### MATERIAL TO PROCESS:
☆ ☆ ☆
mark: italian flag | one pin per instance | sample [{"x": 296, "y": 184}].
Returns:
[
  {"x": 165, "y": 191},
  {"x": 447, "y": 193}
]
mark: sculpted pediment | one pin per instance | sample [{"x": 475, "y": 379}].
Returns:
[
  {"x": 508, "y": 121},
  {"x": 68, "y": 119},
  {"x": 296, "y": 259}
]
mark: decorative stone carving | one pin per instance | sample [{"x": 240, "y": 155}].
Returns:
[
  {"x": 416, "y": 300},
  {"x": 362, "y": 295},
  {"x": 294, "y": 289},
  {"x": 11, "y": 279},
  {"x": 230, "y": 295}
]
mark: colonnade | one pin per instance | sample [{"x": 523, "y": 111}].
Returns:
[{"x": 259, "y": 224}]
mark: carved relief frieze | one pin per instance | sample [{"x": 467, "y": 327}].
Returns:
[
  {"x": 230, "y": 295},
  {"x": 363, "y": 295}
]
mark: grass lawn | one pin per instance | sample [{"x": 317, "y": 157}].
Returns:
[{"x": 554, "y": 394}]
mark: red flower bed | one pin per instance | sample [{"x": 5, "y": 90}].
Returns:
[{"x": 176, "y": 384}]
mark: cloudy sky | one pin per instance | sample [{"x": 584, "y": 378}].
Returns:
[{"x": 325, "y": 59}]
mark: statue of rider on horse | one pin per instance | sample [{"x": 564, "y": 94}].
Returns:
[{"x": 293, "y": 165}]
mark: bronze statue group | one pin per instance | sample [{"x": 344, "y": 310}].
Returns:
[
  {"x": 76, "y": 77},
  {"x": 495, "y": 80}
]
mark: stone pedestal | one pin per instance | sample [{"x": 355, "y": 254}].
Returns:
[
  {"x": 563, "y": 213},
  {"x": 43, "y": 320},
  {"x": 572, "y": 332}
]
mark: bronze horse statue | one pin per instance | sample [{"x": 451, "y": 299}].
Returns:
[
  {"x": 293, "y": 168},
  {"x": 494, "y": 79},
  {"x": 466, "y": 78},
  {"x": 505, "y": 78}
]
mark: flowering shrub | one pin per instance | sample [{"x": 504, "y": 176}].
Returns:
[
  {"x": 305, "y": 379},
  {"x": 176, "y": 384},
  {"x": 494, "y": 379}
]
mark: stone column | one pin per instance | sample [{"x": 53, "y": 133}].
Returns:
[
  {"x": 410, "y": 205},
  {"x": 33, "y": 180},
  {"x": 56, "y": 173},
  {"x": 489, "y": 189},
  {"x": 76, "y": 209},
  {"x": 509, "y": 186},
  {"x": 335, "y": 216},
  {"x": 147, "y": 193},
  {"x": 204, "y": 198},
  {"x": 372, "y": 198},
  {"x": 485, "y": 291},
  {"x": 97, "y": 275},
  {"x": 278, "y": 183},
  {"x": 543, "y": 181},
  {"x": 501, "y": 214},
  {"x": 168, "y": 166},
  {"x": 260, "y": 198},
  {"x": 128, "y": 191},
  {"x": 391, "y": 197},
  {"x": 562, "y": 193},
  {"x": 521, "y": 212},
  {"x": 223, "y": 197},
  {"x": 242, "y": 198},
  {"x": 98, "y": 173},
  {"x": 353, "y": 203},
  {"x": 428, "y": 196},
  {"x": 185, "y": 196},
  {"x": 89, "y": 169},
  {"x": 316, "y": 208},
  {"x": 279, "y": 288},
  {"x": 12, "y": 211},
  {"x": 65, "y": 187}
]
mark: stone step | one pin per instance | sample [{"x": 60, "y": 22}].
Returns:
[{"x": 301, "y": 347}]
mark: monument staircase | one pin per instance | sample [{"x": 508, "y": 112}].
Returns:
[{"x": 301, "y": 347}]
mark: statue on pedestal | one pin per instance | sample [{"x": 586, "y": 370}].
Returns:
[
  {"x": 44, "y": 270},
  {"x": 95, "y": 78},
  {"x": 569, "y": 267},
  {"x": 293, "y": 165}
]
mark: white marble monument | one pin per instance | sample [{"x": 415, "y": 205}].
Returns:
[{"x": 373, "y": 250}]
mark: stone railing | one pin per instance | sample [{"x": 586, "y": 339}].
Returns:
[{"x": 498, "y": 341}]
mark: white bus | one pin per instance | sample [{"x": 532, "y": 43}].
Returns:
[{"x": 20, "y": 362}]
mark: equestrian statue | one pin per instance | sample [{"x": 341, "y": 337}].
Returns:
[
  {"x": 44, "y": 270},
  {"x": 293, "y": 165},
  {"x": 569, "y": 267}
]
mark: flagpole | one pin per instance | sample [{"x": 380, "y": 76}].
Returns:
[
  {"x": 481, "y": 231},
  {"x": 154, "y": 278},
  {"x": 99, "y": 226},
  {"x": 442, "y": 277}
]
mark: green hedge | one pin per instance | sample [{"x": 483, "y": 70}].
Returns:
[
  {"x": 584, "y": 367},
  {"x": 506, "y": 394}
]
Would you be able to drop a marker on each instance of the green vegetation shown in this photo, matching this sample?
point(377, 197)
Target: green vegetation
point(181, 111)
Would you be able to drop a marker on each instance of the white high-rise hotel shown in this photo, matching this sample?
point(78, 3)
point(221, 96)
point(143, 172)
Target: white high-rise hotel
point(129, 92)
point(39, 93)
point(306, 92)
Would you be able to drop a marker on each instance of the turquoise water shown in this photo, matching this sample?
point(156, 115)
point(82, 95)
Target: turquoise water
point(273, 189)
☆ ☆ ☆
### TO DO:
Repeat each entry exactly.

### RESULT:
mark: italian flag | one pin per instance | sample [{"x": 296, "y": 184}].
Returns:
[
  {"x": 165, "y": 191},
  {"x": 447, "y": 193}
]
mark: sculpted pediment | one pin per instance | sample [{"x": 475, "y": 379}].
Returns:
[
  {"x": 508, "y": 121},
  {"x": 68, "y": 119},
  {"x": 296, "y": 259}
]
mark: decorative stone carving | one pin per instance | sample [{"x": 240, "y": 155}].
Returns:
[
  {"x": 416, "y": 300},
  {"x": 362, "y": 295},
  {"x": 294, "y": 289},
  {"x": 11, "y": 279},
  {"x": 230, "y": 295}
]
mark: colonnade | one pin per instance | sample [{"x": 523, "y": 111}].
Returns:
[{"x": 259, "y": 224}]
mark: carved relief frieze | one pin per instance | sample [{"x": 467, "y": 327}].
Returns:
[
  {"x": 230, "y": 295},
  {"x": 363, "y": 295}
]
mark: grass lawn | one pin per instance | sample [{"x": 317, "y": 157}].
Returns:
[{"x": 554, "y": 394}]
mark: red flower bed | one pin per instance | sample [{"x": 5, "y": 90}].
Returns:
[{"x": 176, "y": 384}]
mark: cloudy sky | one pin per instance | sample [{"x": 584, "y": 378}].
Returns:
[{"x": 325, "y": 59}]
mark: statue of rider on horse | one pin per instance | sample [{"x": 564, "y": 94}].
Returns:
[{"x": 293, "y": 165}]
mark: bronze statue group | one pin per instance | sample [{"x": 344, "y": 310}].
Returns:
[
  {"x": 76, "y": 77},
  {"x": 495, "y": 80}
]
mark: stone pedestal | one pin per instance | sample [{"x": 355, "y": 254}].
Returns:
[
  {"x": 563, "y": 213},
  {"x": 43, "y": 320},
  {"x": 572, "y": 332}
]
mark: bronze horse statue | one pin per instance | sample [{"x": 451, "y": 299}].
Returns:
[
  {"x": 293, "y": 168},
  {"x": 494, "y": 79},
  {"x": 466, "y": 78},
  {"x": 505, "y": 78}
]
mark: flowering shrub | one pin per instance | sample [{"x": 504, "y": 176}].
Returns:
[
  {"x": 305, "y": 379},
  {"x": 176, "y": 384},
  {"x": 494, "y": 379}
]
mark: stone column | one pin per instance | sample [{"x": 53, "y": 133}].
Returns:
[
  {"x": 410, "y": 205},
  {"x": 33, "y": 180},
  {"x": 56, "y": 173},
  {"x": 489, "y": 189},
  {"x": 76, "y": 209},
  {"x": 509, "y": 186},
  {"x": 335, "y": 216},
  {"x": 147, "y": 193},
  {"x": 204, "y": 198},
  {"x": 372, "y": 198},
  {"x": 485, "y": 291},
  {"x": 97, "y": 275},
  {"x": 278, "y": 183},
  {"x": 543, "y": 181},
  {"x": 501, "y": 214},
  {"x": 168, "y": 166},
  {"x": 260, "y": 198},
  {"x": 128, "y": 191},
  {"x": 391, "y": 197},
  {"x": 562, "y": 193},
  {"x": 521, "y": 212},
  {"x": 223, "y": 197},
  {"x": 242, "y": 198},
  {"x": 98, "y": 173},
  {"x": 353, "y": 203},
  {"x": 428, "y": 196},
  {"x": 185, "y": 196},
  {"x": 89, "y": 169},
  {"x": 316, "y": 208},
  {"x": 279, "y": 288},
  {"x": 12, "y": 211},
  {"x": 65, "y": 187}
]
mark: stone step | one pin per instance | sample [{"x": 60, "y": 22}].
Returns:
[{"x": 301, "y": 347}]
mark: monument staircase | one pin per instance | sample [{"x": 508, "y": 112}].
Returns:
[{"x": 301, "y": 347}]
mark: statue on pedestal | one pin per instance | sample [{"x": 586, "y": 370}].
Returns:
[
  {"x": 44, "y": 270},
  {"x": 95, "y": 78},
  {"x": 569, "y": 267},
  {"x": 293, "y": 165}
]
mark: white marble monument | one pin per instance | sample [{"x": 415, "y": 205}].
Returns:
[{"x": 373, "y": 250}]
mark: stone railing | one pin per instance | sample [{"x": 586, "y": 339}].
Returns:
[{"x": 498, "y": 341}]
mark: white bus | one pin per instance | sample [{"x": 532, "y": 43}].
Returns:
[{"x": 20, "y": 362}]
mark: equestrian statue | one pin per instance | sample [{"x": 341, "y": 337}].
Returns:
[
  {"x": 44, "y": 270},
  {"x": 293, "y": 165},
  {"x": 569, "y": 267}
]
mark: flagpole | one pin per instance | sample [{"x": 380, "y": 76}].
Returns:
[
  {"x": 481, "y": 231},
  {"x": 154, "y": 278},
  {"x": 99, "y": 226},
  {"x": 442, "y": 277}
]
mark: green hedge | one pin per instance | sample [{"x": 483, "y": 70}].
Returns:
[
  {"x": 584, "y": 367},
  {"x": 506, "y": 394}
]
Would you be able to drop a marker on each instance of the green vegetation shown in this photo, matching this sample?
point(377, 197)
Target: green vegetation
point(181, 111)
Would you be able to drop a marker on each instance of the white high-rise hotel shown in this photo, matching this sample?
point(78, 3)
point(221, 96)
point(143, 172)
Target: white high-rise hotel
point(129, 92)
point(39, 93)
point(306, 92)
Would you be able to drop a marker on each instance of the turquoise water shown in this photo, matching this sample?
point(156, 115)
point(82, 95)
Target: turquoise water
point(273, 189)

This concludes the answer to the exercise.